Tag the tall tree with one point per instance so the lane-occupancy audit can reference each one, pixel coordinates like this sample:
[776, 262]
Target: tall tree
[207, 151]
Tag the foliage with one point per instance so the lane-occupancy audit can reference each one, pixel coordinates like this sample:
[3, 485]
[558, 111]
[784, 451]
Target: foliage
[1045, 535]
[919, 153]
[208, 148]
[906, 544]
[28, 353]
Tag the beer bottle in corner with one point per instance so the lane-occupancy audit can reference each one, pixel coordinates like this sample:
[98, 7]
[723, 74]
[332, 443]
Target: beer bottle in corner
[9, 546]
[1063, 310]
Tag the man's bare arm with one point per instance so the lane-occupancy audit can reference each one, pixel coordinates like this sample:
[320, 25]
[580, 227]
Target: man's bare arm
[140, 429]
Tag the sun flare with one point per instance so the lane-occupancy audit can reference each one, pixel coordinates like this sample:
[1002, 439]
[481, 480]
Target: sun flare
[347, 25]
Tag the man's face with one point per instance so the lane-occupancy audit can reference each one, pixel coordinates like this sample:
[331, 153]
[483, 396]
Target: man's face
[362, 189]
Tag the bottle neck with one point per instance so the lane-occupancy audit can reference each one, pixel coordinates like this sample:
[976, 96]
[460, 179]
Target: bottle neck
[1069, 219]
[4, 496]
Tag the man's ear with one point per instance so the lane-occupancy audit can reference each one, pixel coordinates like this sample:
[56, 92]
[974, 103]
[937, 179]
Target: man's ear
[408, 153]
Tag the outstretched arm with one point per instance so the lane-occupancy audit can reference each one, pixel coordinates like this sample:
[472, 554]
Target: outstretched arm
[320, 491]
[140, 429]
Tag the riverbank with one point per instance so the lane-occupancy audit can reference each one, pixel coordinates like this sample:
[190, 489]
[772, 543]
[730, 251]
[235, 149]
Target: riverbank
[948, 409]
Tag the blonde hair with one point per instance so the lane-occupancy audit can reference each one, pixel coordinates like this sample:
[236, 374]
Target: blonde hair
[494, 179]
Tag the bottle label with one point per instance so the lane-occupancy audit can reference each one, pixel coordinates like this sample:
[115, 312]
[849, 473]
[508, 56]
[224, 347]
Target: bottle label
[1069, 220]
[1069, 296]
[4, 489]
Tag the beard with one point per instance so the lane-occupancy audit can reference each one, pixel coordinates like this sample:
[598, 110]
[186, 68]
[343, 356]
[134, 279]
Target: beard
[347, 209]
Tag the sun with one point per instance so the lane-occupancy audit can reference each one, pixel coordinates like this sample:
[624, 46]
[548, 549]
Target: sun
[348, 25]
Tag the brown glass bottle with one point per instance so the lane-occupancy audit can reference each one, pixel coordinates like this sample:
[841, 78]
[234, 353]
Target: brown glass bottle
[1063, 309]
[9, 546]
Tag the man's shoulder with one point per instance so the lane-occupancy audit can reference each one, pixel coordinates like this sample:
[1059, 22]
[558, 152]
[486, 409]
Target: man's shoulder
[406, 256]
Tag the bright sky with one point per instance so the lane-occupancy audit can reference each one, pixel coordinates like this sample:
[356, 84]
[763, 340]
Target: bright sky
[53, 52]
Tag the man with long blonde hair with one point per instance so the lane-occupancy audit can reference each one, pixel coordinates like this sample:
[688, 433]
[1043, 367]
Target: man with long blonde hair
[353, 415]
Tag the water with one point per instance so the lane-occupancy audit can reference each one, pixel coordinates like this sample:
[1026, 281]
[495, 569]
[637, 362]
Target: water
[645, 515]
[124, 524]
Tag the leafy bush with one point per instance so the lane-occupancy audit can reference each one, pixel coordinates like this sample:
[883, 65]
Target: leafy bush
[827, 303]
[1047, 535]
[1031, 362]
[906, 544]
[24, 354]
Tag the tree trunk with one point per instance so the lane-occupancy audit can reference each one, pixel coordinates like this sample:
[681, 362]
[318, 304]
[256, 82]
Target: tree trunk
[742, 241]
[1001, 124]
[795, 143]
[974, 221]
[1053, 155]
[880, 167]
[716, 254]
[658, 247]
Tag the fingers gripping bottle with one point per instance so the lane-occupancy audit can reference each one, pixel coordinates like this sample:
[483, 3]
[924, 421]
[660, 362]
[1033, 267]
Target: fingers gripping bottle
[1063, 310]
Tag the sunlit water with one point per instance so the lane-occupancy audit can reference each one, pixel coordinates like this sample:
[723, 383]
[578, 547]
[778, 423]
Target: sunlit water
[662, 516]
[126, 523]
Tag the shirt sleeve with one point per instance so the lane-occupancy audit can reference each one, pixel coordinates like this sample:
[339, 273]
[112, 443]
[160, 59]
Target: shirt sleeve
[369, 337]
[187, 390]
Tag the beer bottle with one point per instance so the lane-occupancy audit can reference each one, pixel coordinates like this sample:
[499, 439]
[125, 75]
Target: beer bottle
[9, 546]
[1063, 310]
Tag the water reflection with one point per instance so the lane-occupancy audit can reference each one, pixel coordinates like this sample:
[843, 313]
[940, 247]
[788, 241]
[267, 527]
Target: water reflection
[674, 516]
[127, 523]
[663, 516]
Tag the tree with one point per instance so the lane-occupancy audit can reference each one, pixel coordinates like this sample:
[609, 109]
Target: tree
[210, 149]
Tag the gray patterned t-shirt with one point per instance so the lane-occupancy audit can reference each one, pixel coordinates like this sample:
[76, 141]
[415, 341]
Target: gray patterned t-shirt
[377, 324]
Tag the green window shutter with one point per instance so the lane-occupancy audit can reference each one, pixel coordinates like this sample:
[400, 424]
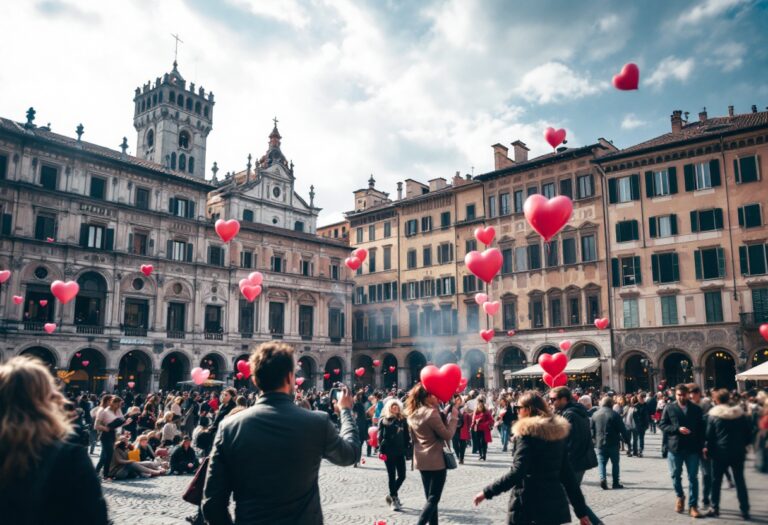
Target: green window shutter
[672, 180]
[714, 171]
[697, 263]
[690, 177]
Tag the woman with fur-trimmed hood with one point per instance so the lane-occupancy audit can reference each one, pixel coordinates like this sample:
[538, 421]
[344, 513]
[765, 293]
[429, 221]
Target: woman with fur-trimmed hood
[541, 478]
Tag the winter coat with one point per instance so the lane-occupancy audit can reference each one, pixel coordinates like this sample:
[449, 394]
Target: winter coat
[581, 451]
[541, 478]
[483, 423]
[728, 434]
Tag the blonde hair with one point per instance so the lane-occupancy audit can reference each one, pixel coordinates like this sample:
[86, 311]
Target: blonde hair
[32, 416]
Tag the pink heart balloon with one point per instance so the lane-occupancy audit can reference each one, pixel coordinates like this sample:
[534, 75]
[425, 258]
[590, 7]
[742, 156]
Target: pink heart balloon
[491, 307]
[485, 235]
[360, 253]
[441, 382]
[484, 265]
[353, 263]
[64, 291]
[628, 79]
[553, 364]
[547, 216]
[554, 137]
[226, 230]
[487, 335]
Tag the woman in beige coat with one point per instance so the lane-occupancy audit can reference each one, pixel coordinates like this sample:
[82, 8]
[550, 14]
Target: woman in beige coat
[429, 431]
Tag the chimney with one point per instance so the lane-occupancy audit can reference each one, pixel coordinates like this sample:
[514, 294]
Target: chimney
[677, 122]
[521, 151]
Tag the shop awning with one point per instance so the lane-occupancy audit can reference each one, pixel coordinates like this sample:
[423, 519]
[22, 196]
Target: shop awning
[758, 373]
[581, 365]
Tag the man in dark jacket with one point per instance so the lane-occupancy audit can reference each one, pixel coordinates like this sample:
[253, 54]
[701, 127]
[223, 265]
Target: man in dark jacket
[269, 455]
[728, 434]
[607, 431]
[683, 425]
[581, 450]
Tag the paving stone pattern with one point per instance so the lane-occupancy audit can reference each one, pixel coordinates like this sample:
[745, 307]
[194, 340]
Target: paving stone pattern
[356, 495]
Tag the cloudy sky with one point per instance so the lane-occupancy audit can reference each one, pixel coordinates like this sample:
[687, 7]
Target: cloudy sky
[395, 88]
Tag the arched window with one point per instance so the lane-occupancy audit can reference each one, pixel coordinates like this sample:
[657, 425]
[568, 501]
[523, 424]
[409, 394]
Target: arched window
[184, 139]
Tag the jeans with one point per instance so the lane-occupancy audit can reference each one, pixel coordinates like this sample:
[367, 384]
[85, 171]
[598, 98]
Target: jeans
[603, 455]
[433, 481]
[721, 467]
[396, 473]
[691, 461]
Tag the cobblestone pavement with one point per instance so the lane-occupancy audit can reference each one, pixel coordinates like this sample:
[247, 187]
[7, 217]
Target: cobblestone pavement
[356, 496]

> **Written instruction**: Take the line with "Tag the arched" and all lines after it through the end of the records, and write them out exactly; include nothing else.

> **Answer below**:
Tag the arched window with one point per instance so the lane-occupancy audit can reference each one, pixel coordinates like this sample:
[657, 425]
[568, 501]
[523, 424]
[409, 394]
Target: arched window
[184, 139]
Tag the jeans with one point per instance so the lane-occupancy audit can reference each one, pixel coordinates like this sample:
[367, 384]
[85, 171]
[598, 98]
Target: jeans
[603, 455]
[433, 481]
[721, 467]
[396, 473]
[691, 461]
Tag the cobblestone pavement with one point per instance so the lane-occupancy audit can reference each one, pixel coordinates like this sample:
[247, 187]
[7, 217]
Target: cobblestone pavement
[356, 496]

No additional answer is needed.